▸ Task details: Give the records as a numbered list, from their first line through the line that contains "positive clicks: (28, 453) (614, 304)", leaving out any blank lines.

▸ Records for this exercise:

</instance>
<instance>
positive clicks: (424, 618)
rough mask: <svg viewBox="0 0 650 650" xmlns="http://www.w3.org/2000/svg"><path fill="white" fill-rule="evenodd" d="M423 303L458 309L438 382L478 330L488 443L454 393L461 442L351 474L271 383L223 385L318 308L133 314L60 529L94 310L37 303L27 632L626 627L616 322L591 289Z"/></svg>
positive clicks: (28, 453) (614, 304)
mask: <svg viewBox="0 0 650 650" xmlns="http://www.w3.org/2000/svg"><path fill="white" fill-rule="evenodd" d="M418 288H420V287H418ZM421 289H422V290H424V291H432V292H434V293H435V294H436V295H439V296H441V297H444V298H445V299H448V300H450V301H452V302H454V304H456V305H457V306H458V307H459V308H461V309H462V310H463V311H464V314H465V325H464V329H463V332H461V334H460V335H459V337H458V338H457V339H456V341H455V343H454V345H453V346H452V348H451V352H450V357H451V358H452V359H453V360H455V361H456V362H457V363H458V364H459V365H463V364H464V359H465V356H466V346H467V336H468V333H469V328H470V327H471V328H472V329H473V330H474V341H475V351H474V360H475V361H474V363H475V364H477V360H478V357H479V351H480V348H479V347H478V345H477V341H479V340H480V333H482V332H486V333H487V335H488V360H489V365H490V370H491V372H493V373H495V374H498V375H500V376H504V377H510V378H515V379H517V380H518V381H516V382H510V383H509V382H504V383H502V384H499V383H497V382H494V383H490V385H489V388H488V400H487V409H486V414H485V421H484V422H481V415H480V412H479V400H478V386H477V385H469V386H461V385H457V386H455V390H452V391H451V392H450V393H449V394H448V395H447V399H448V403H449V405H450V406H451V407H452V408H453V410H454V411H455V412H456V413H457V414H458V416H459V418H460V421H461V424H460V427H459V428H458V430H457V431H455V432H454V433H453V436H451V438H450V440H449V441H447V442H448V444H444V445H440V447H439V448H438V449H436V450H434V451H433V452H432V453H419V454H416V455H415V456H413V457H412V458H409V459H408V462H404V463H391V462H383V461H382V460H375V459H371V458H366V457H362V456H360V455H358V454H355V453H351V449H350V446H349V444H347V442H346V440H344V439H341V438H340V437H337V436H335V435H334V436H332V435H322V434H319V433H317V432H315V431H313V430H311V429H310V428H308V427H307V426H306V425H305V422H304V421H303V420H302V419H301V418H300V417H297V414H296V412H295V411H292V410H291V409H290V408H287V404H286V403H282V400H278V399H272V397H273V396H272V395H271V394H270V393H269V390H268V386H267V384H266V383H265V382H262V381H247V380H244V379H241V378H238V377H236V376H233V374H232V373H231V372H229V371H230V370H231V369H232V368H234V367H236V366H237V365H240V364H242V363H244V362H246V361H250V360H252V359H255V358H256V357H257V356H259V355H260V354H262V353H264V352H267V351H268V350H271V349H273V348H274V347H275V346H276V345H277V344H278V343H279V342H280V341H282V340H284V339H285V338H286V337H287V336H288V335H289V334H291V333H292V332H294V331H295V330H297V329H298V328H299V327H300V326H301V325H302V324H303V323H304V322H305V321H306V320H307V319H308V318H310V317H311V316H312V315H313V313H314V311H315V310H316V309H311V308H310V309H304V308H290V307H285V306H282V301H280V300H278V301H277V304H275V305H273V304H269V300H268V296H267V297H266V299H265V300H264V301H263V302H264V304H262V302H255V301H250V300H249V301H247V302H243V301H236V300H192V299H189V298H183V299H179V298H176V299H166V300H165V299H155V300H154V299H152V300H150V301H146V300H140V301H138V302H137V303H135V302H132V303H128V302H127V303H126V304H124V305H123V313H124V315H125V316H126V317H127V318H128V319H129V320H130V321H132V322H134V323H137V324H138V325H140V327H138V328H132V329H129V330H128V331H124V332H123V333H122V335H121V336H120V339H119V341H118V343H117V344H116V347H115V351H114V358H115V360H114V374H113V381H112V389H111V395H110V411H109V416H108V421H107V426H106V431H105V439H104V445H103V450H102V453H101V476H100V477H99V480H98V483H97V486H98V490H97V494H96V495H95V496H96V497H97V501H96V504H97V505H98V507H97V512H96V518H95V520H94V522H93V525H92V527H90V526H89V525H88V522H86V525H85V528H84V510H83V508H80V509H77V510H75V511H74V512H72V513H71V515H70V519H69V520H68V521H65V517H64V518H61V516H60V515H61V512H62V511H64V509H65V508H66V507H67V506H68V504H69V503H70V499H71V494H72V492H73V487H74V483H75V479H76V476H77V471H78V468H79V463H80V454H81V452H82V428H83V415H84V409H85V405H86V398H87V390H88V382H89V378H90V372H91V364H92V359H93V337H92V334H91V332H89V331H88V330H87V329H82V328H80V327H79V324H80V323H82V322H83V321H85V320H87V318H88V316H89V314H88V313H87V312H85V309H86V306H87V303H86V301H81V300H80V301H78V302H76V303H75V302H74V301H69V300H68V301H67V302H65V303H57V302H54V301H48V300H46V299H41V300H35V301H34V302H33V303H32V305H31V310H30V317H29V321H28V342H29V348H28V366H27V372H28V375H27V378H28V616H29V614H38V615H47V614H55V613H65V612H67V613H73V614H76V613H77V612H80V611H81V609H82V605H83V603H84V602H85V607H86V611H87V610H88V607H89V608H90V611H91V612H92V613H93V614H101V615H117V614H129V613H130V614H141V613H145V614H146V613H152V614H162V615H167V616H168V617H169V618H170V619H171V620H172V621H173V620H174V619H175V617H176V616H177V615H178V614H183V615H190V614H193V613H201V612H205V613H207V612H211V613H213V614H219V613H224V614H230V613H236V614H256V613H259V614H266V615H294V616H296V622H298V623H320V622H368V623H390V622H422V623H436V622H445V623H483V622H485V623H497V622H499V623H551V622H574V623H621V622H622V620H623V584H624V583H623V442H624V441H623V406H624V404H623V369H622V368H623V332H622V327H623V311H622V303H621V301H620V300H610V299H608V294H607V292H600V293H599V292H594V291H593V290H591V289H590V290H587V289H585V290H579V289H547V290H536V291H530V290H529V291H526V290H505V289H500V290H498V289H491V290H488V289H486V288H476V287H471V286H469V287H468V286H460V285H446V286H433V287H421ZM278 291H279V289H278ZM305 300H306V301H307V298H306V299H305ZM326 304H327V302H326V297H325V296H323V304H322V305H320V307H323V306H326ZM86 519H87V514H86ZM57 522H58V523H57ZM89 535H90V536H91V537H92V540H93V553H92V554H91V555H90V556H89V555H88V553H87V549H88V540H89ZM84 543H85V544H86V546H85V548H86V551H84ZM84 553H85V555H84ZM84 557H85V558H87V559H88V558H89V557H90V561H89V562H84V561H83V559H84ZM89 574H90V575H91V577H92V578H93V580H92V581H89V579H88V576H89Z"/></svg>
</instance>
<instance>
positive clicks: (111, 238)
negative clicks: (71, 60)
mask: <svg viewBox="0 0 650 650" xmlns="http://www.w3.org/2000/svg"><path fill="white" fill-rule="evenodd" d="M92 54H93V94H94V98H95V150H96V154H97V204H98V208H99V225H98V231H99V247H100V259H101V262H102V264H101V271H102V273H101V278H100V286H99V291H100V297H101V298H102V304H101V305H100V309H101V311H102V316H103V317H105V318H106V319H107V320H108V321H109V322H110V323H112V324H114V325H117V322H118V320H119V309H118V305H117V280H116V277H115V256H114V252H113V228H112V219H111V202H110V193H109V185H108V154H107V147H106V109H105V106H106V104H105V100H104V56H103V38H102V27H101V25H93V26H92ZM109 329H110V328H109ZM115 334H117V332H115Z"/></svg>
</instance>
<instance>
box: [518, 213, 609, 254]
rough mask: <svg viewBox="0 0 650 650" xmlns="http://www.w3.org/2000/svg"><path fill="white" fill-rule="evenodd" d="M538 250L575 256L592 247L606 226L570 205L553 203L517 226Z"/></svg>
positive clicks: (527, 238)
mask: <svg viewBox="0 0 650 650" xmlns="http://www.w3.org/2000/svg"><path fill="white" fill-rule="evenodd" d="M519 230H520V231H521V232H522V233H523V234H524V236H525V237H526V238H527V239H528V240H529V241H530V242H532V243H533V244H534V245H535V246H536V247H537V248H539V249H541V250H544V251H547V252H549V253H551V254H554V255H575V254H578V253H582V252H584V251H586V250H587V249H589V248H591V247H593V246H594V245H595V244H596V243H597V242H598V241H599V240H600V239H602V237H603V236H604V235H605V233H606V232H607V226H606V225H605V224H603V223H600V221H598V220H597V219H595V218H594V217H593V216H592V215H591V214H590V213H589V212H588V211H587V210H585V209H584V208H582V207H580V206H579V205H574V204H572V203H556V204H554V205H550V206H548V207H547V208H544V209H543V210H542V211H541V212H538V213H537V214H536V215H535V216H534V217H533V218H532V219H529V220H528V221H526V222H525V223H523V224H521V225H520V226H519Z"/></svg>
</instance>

▸ Result of this task:
1. </instance>
2. <instance>
3. positive clicks: (424, 618)
4. rough mask: <svg viewBox="0 0 650 650" xmlns="http://www.w3.org/2000/svg"><path fill="white" fill-rule="evenodd" d="M423 303L458 309L438 382L478 330L488 443L454 393L461 442L351 474L271 383L223 385L318 308L133 314L60 529L94 310L37 303L27 632L626 627L616 322L591 289Z"/></svg>
5. positive clicks: (28, 453) (614, 304)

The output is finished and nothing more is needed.